- [RAW DATA]
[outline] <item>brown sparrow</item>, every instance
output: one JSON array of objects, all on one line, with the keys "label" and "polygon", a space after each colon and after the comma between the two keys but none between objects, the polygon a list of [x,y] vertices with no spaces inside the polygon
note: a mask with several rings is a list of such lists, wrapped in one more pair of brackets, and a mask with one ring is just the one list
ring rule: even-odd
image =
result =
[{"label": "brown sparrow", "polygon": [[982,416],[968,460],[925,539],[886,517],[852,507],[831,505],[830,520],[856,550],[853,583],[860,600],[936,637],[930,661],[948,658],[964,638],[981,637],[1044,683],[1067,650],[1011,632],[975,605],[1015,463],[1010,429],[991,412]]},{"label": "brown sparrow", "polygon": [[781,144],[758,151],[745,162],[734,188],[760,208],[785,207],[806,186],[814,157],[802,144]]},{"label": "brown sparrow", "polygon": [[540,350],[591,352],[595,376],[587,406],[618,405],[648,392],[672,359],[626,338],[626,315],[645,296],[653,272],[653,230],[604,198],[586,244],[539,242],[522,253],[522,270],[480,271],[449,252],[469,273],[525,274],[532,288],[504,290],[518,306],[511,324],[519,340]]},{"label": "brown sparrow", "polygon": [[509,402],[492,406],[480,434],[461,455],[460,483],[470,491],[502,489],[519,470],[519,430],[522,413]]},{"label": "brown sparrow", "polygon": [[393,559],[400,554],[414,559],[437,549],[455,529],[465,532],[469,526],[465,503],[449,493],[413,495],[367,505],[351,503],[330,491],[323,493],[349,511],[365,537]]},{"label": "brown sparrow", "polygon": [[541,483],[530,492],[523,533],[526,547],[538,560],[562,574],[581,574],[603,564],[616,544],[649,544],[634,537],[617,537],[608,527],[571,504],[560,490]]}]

- [INSTRUCTIONS FOR THE TASK]
Please gather every line of the data above that contains the word "ring" and copy each of those lines in full.

- [THE ANSWER]
note: a mask with several rings is a list of such lists, wrapped in one more pair of brackets, and a mask with one ring is just the one list
ring rule: even-odd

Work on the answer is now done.